WORK TO COMPLETE >> Go through the listing below and report each line that contains the word "puffy". Copy every such line in full.

★ ★ ★ ★ ★

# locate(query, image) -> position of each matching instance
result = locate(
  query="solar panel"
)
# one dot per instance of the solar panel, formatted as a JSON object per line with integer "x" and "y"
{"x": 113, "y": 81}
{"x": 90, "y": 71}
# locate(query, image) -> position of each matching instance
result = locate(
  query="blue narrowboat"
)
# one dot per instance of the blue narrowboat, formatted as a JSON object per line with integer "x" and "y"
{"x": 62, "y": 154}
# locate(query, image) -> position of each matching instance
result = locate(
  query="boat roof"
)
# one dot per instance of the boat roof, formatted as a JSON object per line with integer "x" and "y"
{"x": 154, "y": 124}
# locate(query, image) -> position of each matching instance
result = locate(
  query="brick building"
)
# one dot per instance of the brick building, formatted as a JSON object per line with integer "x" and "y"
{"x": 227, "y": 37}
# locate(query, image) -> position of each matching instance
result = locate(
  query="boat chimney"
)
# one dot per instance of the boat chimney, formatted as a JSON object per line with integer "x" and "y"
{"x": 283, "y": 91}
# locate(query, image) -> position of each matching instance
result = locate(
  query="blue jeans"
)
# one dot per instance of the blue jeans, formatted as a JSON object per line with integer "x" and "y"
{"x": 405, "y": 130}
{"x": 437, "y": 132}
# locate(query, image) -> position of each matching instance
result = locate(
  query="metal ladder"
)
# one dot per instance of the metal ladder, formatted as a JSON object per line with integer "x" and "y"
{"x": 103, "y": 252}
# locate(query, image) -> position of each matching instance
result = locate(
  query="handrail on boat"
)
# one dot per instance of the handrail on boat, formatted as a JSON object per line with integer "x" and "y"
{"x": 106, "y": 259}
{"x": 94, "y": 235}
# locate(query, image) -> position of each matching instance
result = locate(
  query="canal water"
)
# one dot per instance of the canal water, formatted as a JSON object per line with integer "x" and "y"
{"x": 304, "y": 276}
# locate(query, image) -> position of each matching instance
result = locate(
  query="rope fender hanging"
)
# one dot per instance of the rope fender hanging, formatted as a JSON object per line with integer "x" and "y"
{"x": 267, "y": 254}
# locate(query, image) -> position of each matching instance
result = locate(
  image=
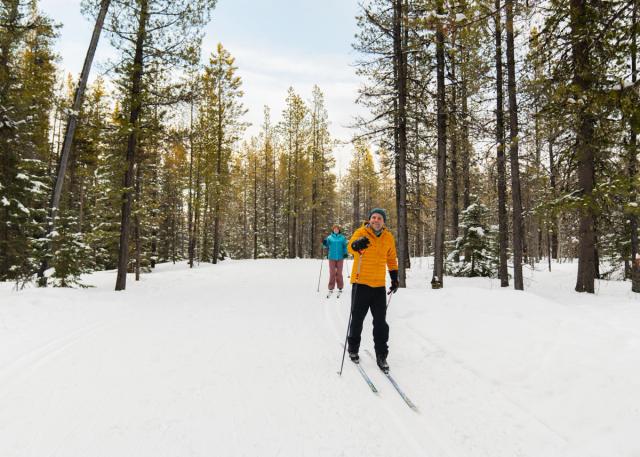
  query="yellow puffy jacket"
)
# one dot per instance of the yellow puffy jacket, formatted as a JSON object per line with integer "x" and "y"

★ ★ ★ ★ ★

COMPLETE ANSWER >>
  query="yellow puffy jacket"
# one dot per instance of the yellow puffy jacket, formatted as a JSON object per line with integer "x" and "y"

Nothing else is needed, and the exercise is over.